Source passage
*****
In vitro fertilization has been performed since the 1980s; and each year, experts are coming up with more options for families who undergo the process.
Dr. Jamie Grifo, director of the NYU Fertility Center in New York City, recently sat down with Dr. Manny Alvarez, senior managing health editor of FoxNews.com, to discuss a new approach to IVF.
Grifo said scientists have always known healthy chromosomes and choosing the right embryo were critical for a successful implantation and pregnancy.
Traditional IVF works by stimulating a woman’s ovary to make a number of eggs, which are surgically recovered from the patient. The eggs are then fertilized and embryos are grown in a lab setting. Doctors take the healthiest embryos – the ones they think are most likely to survive a pregnancy – and implant them into the woman.
The challenge: How do find that one good embryo? Doctors like to avoid implanting multiple embryos in a woman, as the side effects of a multiples pregnancy can lead to problems down the road.
Also, Grifo said the older a woman’s eggs are, the more likely it is for an unsuccessful outcome.
“It’s highly age-dependant,” Grifo told FoxNews.com. “A 30-year-old in our program has about a 58 percent baby rate. At age 40, it goes down to 27 percent.”
Grifo added that the older the egg, the more likely there will be chromosomal disorders, like Down Syndrome.
With Grifo’s new approach, he is able to test all the chromosomes in the embryo, as well as testing cells that would eventually become the placenta.
While he waits for results, he freezes the embryos. When the results of the tests come back, he’s able to see which embryos are normal and which ones have chromosomes missing. He then transfers that one single healthy embryo.
This way, the woman is carrying a ‘singleton,’ which makes for a better pregnancy outcome and reduces the risk of ectopic pregnancies or miscarriages.
“You find out in a lot of the patients the embryos (had) abnormal chromosomes, so now the patient isn’t beating herself up over what she may have done wrong,” Grifo added. “We are doing a complete chromosomal analysis.”
The embryos, which used to be implanted in day two or three after retrieval, are now implanted at day five. The extra time allows Grifo to take out embryos that aren’t viable for pregnancy.
Grifo said before this approach, for example, in a 41-year-old woman, he would blinding implant chromosomally abnormal embryos, but now it’s as if he’s implanting an embryo of a much younger woman.
Grifo recently published his approach in the Journal of Assisted Reproduction and Genetics, which says if you do IVF this way, you can get the same pregnancy rate as if you were using a donor egg.
“You are giving the mother a really good chance of a healthy outcome,” he said.
The one caveat is this new approach is obviously adding more cost to an already costly procedure. However, Grifo theorized the procedure is actually more cost effective, especially if you consider the costs of taking care of multiple children and the lower miscarriage rates, as well as the single babies who are being delivered closer to term. Insurance companies should want to pay for it, Grifo said, because in the long-term, it’ll benefit them.
Grifo added his new approach can also help the woman’s mental well-being.
If, for example, they know all the chromosomes are abnormal, patients can move forward and make a decision: continue with IVF, use a surrogate or move toward adoption.
*****
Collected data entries
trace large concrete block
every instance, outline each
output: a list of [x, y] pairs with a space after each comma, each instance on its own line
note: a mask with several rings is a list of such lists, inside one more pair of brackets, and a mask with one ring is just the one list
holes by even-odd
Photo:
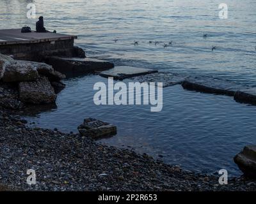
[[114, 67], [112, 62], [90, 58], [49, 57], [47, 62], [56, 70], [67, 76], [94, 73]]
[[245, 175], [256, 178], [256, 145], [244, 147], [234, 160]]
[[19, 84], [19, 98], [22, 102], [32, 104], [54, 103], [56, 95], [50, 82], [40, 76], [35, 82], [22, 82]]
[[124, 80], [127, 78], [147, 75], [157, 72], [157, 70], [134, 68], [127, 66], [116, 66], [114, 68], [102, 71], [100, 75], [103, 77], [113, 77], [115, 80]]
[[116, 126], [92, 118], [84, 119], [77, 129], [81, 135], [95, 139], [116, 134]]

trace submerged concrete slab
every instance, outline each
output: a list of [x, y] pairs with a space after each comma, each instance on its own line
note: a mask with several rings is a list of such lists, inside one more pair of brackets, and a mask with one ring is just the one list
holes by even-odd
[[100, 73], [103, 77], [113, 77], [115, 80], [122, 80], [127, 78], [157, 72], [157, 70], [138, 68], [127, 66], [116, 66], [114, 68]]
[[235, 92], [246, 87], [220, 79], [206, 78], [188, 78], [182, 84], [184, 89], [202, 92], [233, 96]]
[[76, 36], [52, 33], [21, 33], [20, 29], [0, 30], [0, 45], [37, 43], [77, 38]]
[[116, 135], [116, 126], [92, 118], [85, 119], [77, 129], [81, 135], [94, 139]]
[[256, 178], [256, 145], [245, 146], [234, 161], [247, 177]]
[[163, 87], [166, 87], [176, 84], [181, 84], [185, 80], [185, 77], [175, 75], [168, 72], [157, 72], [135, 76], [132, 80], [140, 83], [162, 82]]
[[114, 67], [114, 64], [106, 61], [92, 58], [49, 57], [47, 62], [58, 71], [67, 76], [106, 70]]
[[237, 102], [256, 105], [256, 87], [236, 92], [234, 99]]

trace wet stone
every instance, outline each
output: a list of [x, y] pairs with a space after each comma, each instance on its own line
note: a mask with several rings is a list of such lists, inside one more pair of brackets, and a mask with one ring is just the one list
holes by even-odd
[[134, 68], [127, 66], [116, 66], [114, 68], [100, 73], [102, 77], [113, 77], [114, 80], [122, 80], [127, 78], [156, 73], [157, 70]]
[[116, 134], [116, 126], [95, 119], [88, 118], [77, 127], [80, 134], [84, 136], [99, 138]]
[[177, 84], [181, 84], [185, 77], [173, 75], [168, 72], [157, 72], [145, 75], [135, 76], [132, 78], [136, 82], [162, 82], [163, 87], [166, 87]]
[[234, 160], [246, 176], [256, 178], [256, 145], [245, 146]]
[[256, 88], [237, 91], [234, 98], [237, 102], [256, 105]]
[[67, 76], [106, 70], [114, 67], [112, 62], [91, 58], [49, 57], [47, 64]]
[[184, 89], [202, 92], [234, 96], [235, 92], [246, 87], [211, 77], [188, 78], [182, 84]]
*****
Problem details
Repeat the part of the IVF article between "This way, the" and "much younger woman.", inclusive. You won't need the listing for this.

Response to this exercise
This way, the woman is carrying a ‘singleton,’ which makes for a better pregnancy outcome and reduces the risk of ectopic pregnancies or miscarriages.
“You find out in a lot of the patients the embryos (had) abnormal chromosomes, so now the patient isn’t beating herself up over what she may have done wrong,” Grifo added. “We are doing a complete chromosomal analysis.”
The embryos, which used to be implanted in day two or three after retrieval, are now implanted at day five. The extra time allows Grifo to take out embryos that aren’t viable for pregnancy.
Grifo said before this approach, for example, in a 41-year-old woman, he would blinding implant chromosomally abnormal embryos, but now it’s as if he’s implanting an embryo of a much younger woman.